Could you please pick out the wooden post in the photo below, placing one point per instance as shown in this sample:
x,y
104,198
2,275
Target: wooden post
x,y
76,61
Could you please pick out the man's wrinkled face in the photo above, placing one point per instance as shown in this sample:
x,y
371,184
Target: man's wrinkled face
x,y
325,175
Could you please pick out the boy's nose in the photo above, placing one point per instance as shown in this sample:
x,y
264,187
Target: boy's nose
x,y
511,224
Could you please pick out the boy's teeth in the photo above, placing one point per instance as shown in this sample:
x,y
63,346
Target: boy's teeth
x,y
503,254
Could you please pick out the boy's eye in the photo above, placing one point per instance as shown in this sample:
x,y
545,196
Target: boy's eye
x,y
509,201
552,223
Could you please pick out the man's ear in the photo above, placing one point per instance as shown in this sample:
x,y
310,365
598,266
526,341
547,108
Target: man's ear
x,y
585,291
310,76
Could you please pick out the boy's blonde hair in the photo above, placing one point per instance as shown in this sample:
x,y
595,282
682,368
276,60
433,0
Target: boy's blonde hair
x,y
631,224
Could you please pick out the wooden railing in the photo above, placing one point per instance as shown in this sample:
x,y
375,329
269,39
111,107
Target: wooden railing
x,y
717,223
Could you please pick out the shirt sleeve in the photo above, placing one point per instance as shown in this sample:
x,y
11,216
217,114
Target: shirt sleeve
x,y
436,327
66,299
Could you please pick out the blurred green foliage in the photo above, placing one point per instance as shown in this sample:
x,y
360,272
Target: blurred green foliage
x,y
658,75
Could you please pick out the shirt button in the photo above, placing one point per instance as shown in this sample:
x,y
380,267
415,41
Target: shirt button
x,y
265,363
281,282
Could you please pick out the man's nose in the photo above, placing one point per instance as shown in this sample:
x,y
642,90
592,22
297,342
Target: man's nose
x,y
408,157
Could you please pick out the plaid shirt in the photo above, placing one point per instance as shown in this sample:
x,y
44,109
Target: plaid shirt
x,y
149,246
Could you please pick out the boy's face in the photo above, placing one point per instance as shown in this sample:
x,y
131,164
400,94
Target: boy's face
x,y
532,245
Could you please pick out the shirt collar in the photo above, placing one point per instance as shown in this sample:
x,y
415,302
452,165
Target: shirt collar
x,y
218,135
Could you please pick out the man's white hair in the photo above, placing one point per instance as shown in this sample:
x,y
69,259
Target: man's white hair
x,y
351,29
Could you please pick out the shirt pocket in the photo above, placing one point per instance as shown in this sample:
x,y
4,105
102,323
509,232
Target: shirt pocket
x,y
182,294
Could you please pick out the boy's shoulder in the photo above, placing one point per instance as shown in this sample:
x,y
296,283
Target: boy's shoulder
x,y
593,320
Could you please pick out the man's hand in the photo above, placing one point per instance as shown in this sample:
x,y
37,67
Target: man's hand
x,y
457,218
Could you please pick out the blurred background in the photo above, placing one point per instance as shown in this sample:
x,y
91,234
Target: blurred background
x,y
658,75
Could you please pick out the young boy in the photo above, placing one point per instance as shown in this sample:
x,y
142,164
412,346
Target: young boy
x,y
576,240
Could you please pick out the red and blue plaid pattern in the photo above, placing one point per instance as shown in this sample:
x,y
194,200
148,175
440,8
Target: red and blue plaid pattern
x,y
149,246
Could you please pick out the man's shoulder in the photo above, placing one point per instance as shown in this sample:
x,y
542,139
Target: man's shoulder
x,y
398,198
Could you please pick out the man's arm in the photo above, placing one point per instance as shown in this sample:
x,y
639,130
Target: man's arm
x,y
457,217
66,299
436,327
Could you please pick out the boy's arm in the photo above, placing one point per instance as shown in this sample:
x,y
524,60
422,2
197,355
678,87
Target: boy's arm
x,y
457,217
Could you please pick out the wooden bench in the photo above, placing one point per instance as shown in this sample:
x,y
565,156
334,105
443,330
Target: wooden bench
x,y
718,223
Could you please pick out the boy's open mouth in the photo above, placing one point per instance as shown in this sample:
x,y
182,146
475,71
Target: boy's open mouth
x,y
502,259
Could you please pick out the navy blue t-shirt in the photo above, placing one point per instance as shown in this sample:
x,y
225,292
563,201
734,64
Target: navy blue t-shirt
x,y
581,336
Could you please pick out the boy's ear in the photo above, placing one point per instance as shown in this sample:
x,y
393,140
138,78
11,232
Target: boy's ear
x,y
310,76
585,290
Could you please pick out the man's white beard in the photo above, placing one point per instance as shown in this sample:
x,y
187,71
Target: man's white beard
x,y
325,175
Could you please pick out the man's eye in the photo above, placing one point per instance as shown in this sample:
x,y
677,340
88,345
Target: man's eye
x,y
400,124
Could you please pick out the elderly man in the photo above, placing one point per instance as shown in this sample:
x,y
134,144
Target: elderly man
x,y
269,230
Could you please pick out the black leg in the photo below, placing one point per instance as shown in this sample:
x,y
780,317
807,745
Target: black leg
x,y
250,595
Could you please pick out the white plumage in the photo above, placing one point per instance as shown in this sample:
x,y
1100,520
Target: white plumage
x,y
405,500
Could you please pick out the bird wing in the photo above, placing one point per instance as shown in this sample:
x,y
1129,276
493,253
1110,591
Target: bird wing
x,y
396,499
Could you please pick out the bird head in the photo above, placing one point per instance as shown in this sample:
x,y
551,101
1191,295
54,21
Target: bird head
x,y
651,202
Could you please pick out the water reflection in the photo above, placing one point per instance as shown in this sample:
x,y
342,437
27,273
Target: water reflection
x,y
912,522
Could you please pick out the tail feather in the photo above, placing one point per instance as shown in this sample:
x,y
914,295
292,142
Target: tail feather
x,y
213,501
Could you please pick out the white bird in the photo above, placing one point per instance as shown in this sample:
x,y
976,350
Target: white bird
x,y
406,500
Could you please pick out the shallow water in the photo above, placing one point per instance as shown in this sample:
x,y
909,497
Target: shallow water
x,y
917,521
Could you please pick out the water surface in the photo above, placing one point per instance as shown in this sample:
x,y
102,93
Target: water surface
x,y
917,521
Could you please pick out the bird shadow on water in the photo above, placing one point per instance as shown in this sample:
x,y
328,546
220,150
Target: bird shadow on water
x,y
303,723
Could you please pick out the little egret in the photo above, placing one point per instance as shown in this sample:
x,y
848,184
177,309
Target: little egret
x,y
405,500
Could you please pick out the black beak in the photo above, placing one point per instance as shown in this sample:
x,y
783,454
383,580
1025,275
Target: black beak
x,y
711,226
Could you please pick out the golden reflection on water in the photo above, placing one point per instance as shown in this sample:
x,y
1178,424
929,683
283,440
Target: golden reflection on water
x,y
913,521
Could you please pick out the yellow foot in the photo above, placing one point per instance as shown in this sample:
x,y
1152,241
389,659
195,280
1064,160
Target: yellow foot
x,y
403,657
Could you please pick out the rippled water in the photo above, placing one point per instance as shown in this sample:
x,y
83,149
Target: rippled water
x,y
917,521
#####
# WHAT IS ASKED:
Reproduce the listing above word for word.

# PROBLEM SOLUTION:
Could you please pick out the wooden post in the photo below, placing one point per instance as shown in this sample:
x,y
104,198
2,275
Target: wooden post
x,y
76,61
Could you please pick out the man's wrinkled face in the photo above, placing one point per instance as shown in this sample:
x,y
371,184
Target: man's wrinkled face
x,y
325,175
Could you please pick out the boy's nose in the photo above, placing one point per instance as shown in this sample:
x,y
264,187
Target: boy's nose
x,y
511,224
Could you please pick out the boy's teeth in the photo above, placing one point per instance as shown in this sample:
x,y
63,346
Target: boy's teeth
x,y
503,254
Could you please pick out the boy's eye in the photo above, placing one point per instance as shown in this sample:
x,y
545,196
Target: boy's eye
x,y
509,201
552,223
Could you please pick out the man's ear in the photo above, placing one point per instance as shown in this sample:
x,y
310,365
598,266
526,341
547,108
Target: man's ear
x,y
585,291
310,76
Could you please pick out the boy's blonde hair in the photo above, placing one point per instance as shown in this sample:
x,y
595,282
682,368
276,60
433,0
Target: boy's blonde hair
x,y
631,224
Could you please pick out the wooden railing in the photo above, placing one point per instance as shown in this sample:
x,y
375,329
269,39
111,107
Target: wooden railing
x,y
717,223
Could you please pick out the shirt sleeve in the photo above, placing one point per instance as shown in this sample:
x,y
11,216
217,114
Target: shirt sleeve
x,y
436,327
66,299
Could you please pick out the blurred green foliage in the photo above, placing one point per instance as shown in this sample:
x,y
360,272
Target: blurred green foliage
x,y
658,75
Could you please pick out the shirt button in the photo above, placing one point per instance as shown in this sample:
x,y
380,267
415,41
Target: shirt button
x,y
265,363
281,282
Could you please pick out the man's nose in the photo above, placing one point per instance as shown in this sample:
x,y
642,90
592,22
297,342
Target: man's nose
x,y
408,157
Could you please pick out the plaid shirt in the photo above, placing one point per instance as shown in this sample:
x,y
44,109
Target: plaid shirt
x,y
149,246
Could you please pick out the boy's face in the photo above, placing one point per instance as shown in this sample:
x,y
131,164
400,94
Target: boy's face
x,y
532,245
Could you please pick out the shirt collar in the photo above, placing one point per instance as shown in this sample:
x,y
415,302
452,165
Target: shirt collar
x,y
218,135
Could you please pick out the man's white hair in the photo above, placing one point per instance as shown in this sample:
x,y
69,259
Target: man's white hair
x,y
351,29
Could you please pick out the shirt pocket in the photo above, placing one point per instance as shown in this sample:
x,y
4,105
102,323
509,232
Target: shirt pocket
x,y
182,294
Could you please pick out the boy's shoulder in the photo above, placing one point per instance as shown in this sample:
x,y
296,283
Target: boy's shoulder
x,y
593,320
Could you please pick out the man's hand in the photo above, placing one point per instance as shown in this sample:
x,y
37,67
Target: man's hand
x,y
457,218
Could you please pick out the blurred background in the photo above, placing one point per instance as shown in this sample:
x,y
91,234
Target: blurred background
x,y
658,75
Could you please pick out the young boy in the photo above, placing one point per instance as shown in this sample:
x,y
142,164
412,346
Target: young boy
x,y
576,240
Could you please pick out the red and blue plaid pattern in the photo above, placing one point per instance as shown in this sample:
x,y
194,200
148,175
440,8
Target: red and blue plaid pattern
x,y
149,246
Could you please pick out the man's shoulder in the photo above, placing one point per instance as shown in this sample:
x,y
542,139
Target: man's shoulder
x,y
398,198
Could you please pick out the man's arm in the photo above, placing one point per instance as shown in this sample:
x,y
639,130
Target: man's arm
x,y
457,217
66,299
436,327
Could you please pick out the boy's arm in the photo above, placing one point per instance as shown in this sample:
x,y
524,60
422,2
197,355
678,87
Target: boy's arm
x,y
457,217
Could you please pick out the wooden bench in the photo above, placing one point per instance as shown in this sample:
x,y
565,156
334,105
443,330
Target: wooden bench
x,y
718,223
Could you please pick out the boy's open mouth in the photo above, placing one point per instance as shown in this sample:
x,y
182,146
475,71
Target: boy's open mouth
x,y
502,259
Could you please pick out the navy blue t-shirt in the photo above, placing one point per instance as shown in this sample:
x,y
225,292
563,201
734,64
Target: navy blue t-shirt
x,y
581,336
Could you please pick out the boy's ear in the photo above, placing one point per instance as shown in this sample:
x,y
393,140
138,78
11,232
Target: boy's ear
x,y
310,76
585,290
Could you please pick out the man's white beard in the photo above, placing one point per instance as shown in this sample:
x,y
187,71
Target: man's white beard
x,y
325,175
Could you please pick out the man's eye in the photo above, placing one point per instance as shown in this sample:
x,y
677,340
88,345
Target: man's eye
x,y
400,124
Could you please pick out the elderly man in the photo above, placing one point per instance as shown in this sample:
x,y
134,144
Target: elderly man
x,y
269,230
Could you please pick out the black leg in the photo below, placing one point per instance as shown in this sample:
x,y
780,317
807,745
Target: black leg
x,y
250,595
Could you please pick out the white plumage in the photo above, placing one point per instance as shown in this sample:
x,y
1100,520
Target: white plumage
x,y
405,500
Could you please pick out the bird wing in the photo above, placing one point per instance as shown in this sample:
x,y
1129,276
493,253
1110,591
Target: bird wing
x,y
396,499
Could you please pick out the bird head in the photo above, placing one point per instance as shown in this sample:
x,y
551,101
1191,295
54,21
Target: bird head
x,y
651,202
Could you please pick out the water reflection in the photo above, placing one point per instance as shown in this sample:
x,y
342,437
27,273
Target: water reflection
x,y
912,522
Could you please pick out the tail feather in the photo above, placing one point per instance as shown in this sample:
x,y
914,295
292,142
Target: tail feather
x,y
213,501
Could you please pick out the white bird in the photo above, placing one point per instance as shown in this sample:
x,y
976,350
Target: white bird
x,y
406,500
Could you please pick out the shallow water in the photo above, placing one point per instance as shown in this sample:
x,y
909,497
Target: shallow water
x,y
917,521
Could you please pick out the water surface in the photo above, placing one point per instance as shown in this sample:
x,y
102,93
Target: water surface
x,y
917,521
Could you please pick out the bird shadow on water in the photo above, placing one point per instance as shown in this sample:
x,y
328,546
220,150
Target: bird shadow on water
x,y
303,723
Could you please pick out the little egret in the photo above, placing one point per instance as shown in this sample:
x,y
848,184
177,309
Target: little egret
x,y
405,500
Could you please pick out the black beak in the photo above, placing one point per instance as shown in this sample:
x,y
783,454
383,580
1025,275
Target: black beak
x,y
711,226
Could you please pick out the golden reflection on water in the photo above, placing one point per instance as shown in this sample:
x,y
1178,424
929,683
283,440
Target: golden reflection on water
x,y
913,521
Could you please pick out the yellow foot in the photo above, placing one point per instance as shown in this sample:
x,y
1152,241
389,659
195,280
1064,160
Target: yellow foot
x,y
403,657
Could you please pick out the rippled water in the photo above, placing one point per instance as shown in this sample:
x,y
83,149
Target: rippled water
x,y
917,521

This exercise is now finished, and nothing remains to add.